(Instruction 1): Decide whether each statement agrees with the C++ extract, answering yes or no and quoting the deciding words: (a) A static function can access static members. (b) The assignment aPoint = aCircle is illegal. (c) The = operator should check for assignment to self.

(Extract):
-- START --

Below, which i is used by the function set():
int i = 1;
class test
{
public:
int i;
public:
static void set();
};
void test::set()
{
i = 2;
}
void main()
{
test x;
x.set();
}
Niether! A compiler error is generated. The set() function is static so it does have access to non-static member variables of the class. The external variable I could be accessed via the scope resolution operator (::) as follows:
:: i = 2;
why the following program does not run? Correct the problem.
class test
{
public:
static void set() {counter=1;}
static int counter;
};
void main()
{
test x;
x.set();
}
The static function set() could access static members. However, counter must be defined outside the class declaration. To correct the problem, add the following line after the declaration of class test.
int test::counter;
What is wrong with the following implementation of the = operator:
class Str
{
public:
Str& operator=
(const Str&);
private:
char* content;
};
Str& Str::operator=(const Str& s)
{
delete [] content;
content = new char[strlen(s)+1];
strcpy(content, s.content);
return *this;
}
The = operator should check for assignment to self. One way to do so is as follows:
Str& Str::operator=(const Str& s)
{
if (this != &s)
delete [] content;
content = new char[strlen(s)+1];
strcpy(content, s.content);
}
return *this;
}
/*
Below, which assignments are illegal?
class Point
{
int Location;
};
class Circle : public Point
{
int Radius;
};
void main()
{
Point aPoint;
Point *paPoint;
Circle aCircle;
Circle *paCircle;
// Assignments:
aPoint = aCircle;
aCircle = aPoint;
paPoint = &aCircle;
paCircle = &aPoint;
}
aCircle = aPoint; and paCircle = &aPoint are illegal. You cannot assign an
object of a base class to an object of the derived class. The base class
object does not have all the members of the derived class object. Therefore,
some of the members of the derived class will be undefined.
In the code above, when you issue aCircle = aPoint, aCircle expects to have
a Radius copied to it, but aPoint does not have a radius.
Conversly, when you issue aPoint = aCircle, aCircle has all the members of
aPoint and thus all members of aPoint are defined after the assignment.
Which Show() function is invoked in the following program?

-- END --

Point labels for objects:
-- START --

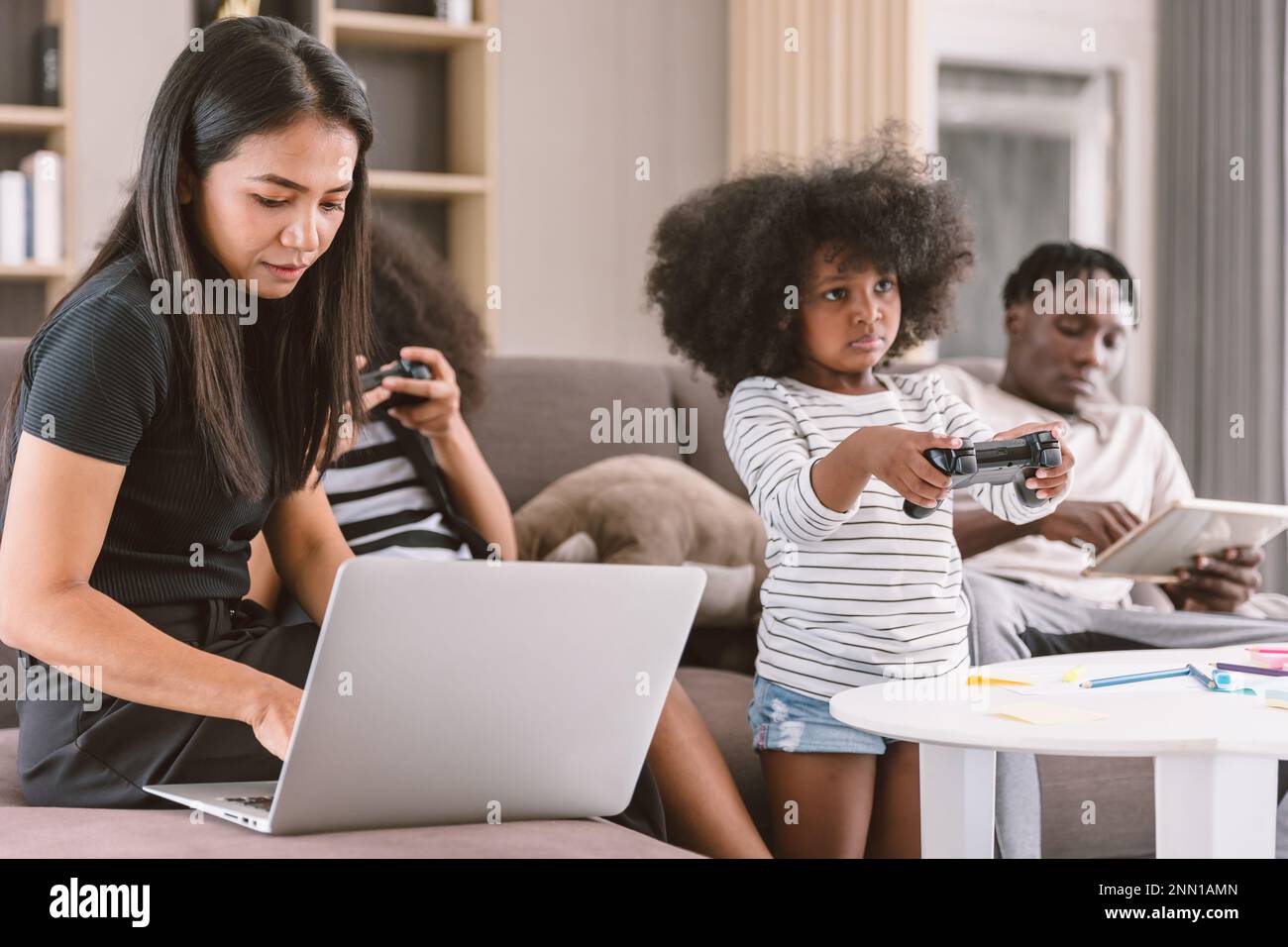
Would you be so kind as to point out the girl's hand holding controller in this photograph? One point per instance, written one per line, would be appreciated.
(1050, 480)
(897, 458)
(439, 415)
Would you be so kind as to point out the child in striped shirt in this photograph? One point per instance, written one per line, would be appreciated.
(790, 286)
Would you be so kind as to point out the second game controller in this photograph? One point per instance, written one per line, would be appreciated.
(400, 368)
(993, 462)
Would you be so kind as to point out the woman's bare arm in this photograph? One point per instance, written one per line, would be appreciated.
(475, 487)
(307, 547)
(266, 585)
(59, 506)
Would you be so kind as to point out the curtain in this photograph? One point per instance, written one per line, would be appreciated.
(1220, 344)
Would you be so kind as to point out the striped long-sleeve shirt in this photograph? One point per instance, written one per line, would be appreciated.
(857, 596)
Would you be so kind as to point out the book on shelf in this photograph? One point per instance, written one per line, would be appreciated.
(47, 64)
(13, 218)
(455, 12)
(31, 210)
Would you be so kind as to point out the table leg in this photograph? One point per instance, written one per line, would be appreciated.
(1215, 805)
(957, 788)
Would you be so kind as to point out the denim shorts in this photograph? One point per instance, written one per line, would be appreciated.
(784, 719)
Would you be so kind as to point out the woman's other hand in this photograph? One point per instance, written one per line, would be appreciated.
(273, 718)
(438, 418)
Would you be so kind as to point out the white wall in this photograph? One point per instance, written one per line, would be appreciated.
(1047, 35)
(585, 88)
(123, 52)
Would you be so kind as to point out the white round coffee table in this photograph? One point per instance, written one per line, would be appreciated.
(1215, 754)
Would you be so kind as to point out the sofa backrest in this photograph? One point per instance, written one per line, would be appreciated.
(540, 415)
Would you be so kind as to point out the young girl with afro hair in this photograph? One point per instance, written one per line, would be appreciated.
(790, 285)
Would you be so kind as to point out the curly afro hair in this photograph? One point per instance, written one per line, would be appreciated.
(415, 300)
(725, 257)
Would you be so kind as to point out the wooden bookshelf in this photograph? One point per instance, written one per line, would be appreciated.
(400, 31)
(52, 125)
(467, 187)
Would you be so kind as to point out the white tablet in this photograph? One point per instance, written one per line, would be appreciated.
(1153, 551)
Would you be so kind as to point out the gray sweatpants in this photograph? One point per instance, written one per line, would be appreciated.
(1013, 620)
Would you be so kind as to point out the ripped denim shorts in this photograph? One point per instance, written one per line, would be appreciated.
(784, 719)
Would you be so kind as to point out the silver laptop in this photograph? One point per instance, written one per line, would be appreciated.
(449, 692)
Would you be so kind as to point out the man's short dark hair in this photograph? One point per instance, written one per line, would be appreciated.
(1072, 260)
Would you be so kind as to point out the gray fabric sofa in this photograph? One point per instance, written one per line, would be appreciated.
(535, 428)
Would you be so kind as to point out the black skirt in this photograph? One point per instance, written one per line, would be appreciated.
(73, 755)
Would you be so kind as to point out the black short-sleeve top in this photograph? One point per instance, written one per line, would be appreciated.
(99, 381)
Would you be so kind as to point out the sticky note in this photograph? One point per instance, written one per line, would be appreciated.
(1047, 714)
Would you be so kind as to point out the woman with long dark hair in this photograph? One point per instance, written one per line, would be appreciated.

-- END --

(Instruction 2): Shift every coordinate by adding 37 to each number, and give again the lines of the listing from the one holding "Would you be so kind as to point out the sticky" through the end of the listing, inclusive, with the requests included.

(Exercise output 1):
(a) Yes: "The static function set() could access static members."
(b) No: "aCircle = aPoint; and paCircle = &aPoint are illegal."
(c) Yes: "The = operator should check for assignment to self."

(Exercise output 2):
Would you be so kind as to point out the sticky note in this photograph? One point per instance, written one per line, would be appreciated.
(1084, 751)
Would you be so kind as to point out the woman with long dark hair in this photograph? One point per instance, written one per line, would be appreciated.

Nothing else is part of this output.